*What is needed*
Convert every line of the data below into a JSON array of strings, one string per line, and leave out any blank lines.

*Data provided*
--------------------------------

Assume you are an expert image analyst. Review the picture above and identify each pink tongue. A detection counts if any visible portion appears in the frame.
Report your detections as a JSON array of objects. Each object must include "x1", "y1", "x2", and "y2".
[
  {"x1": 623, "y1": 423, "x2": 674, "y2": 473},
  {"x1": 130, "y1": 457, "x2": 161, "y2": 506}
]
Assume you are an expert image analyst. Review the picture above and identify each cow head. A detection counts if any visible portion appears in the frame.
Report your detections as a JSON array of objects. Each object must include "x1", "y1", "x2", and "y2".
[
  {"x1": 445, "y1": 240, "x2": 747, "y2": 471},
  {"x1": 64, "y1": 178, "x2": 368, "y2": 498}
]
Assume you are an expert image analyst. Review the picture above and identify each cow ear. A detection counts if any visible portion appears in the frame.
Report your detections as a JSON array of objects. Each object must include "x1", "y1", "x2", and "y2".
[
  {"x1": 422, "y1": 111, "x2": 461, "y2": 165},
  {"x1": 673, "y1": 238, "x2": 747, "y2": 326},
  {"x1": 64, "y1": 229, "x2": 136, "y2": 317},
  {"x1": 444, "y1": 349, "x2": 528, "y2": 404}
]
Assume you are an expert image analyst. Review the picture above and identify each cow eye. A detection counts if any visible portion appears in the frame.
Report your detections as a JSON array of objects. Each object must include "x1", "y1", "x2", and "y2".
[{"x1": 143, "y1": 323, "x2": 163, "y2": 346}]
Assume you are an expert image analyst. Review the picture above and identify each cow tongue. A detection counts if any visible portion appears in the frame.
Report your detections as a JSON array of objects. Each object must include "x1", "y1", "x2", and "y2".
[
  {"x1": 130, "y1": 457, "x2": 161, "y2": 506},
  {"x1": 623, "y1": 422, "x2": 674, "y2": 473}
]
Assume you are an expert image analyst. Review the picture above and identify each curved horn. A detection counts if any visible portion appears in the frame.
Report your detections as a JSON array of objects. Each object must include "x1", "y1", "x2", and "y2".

--------------------------------

*Answer to the problem*
[
  "Assume you are an expert image analyst. Review the picture above and identify each pink tongue. A detection counts if any visible portion appears in the frame.",
  "Report your detections as a JSON array of objects. Each object must include \"x1\", \"y1\", \"x2\", and \"y2\".",
  "[",
  "  {\"x1\": 623, \"y1\": 423, \"x2\": 674, \"y2\": 473},",
  "  {\"x1\": 130, \"y1\": 457, \"x2\": 161, \"y2\": 506}",
  "]",
  "Assume you are an expert image analyst. Review the picture above and identify each cow head. A detection counts if any visible portion appears in the frame.",
  "Report your detections as a JSON array of objects. Each object must include \"x1\", \"y1\", \"x2\", and \"y2\".",
  "[",
  "  {\"x1\": 445, \"y1\": 240, \"x2\": 747, \"y2\": 471},",
  "  {\"x1\": 64, \"y1\": 178, \"x2\": 368, \"y2\": 498}",
  "]",
  "Assume you are an expert image analyst. Review the picture above and identify each cow ear. A detection counts if any visible portion appears in the frame.",
  "Report your detections as a JSON array of objects. Each object must include \"x1\", \"y1\", \"x2\", and \"y2\".",
  "[",
  "  {\"x1\": 422, \"y1\": 111, \"x2\": 461, \"y2\": 165},",
  "  {\"x1\": 673, \"y1\": 238, \"x2\": 747, \"y2\": 326},",
  "  {\"x1\": 64, \"y1\": 229, \"x2\": 136, \"y2\": 317},",
  "  {\"x1\": 444, \"y1\": 349, \"x2\": 528, \"y2\": 404}",
  "]",
  "Assume you are an expert image analyst. Review the picture above and identify each cow eye. A detection counts if any visible portion appears in the frame.",
  "Report your detections as a JSON array of objects. Each object must include \"x1\", \"y1\", \"x2\", and \"y2\".",
  "[{\"x1\": 143, \"y1\": 323, \"x2\": 163, \"y2\": 346}]",
  "Assume you are an expert image analyst. Review the picture above and identify each cow tongue. A detection counts if any visible portion appears in the frame.",
  "Report your detections as a JSON array of objects. Each object must include \"x1\", \"y1\", \"x2\", and \"y2\".",
  "[",
  "  {\"x1\": 130, \"y1\": 457, \"x2\": 161, \"y2\": 506},",
  "  {\"x1\": 623, \"y1\": 422, \"x2\": 674, \"y2\": 473}",
  "]",
  "Assume you are an expert image analyst. Review the picture above and identify each curved horn. A detection counts if any visible portion appears in the frame.",
  "Report your detections as a JSON array of objects. Each object must include \"x1\", \"y1\", \"x2\", and \"y2\"."
]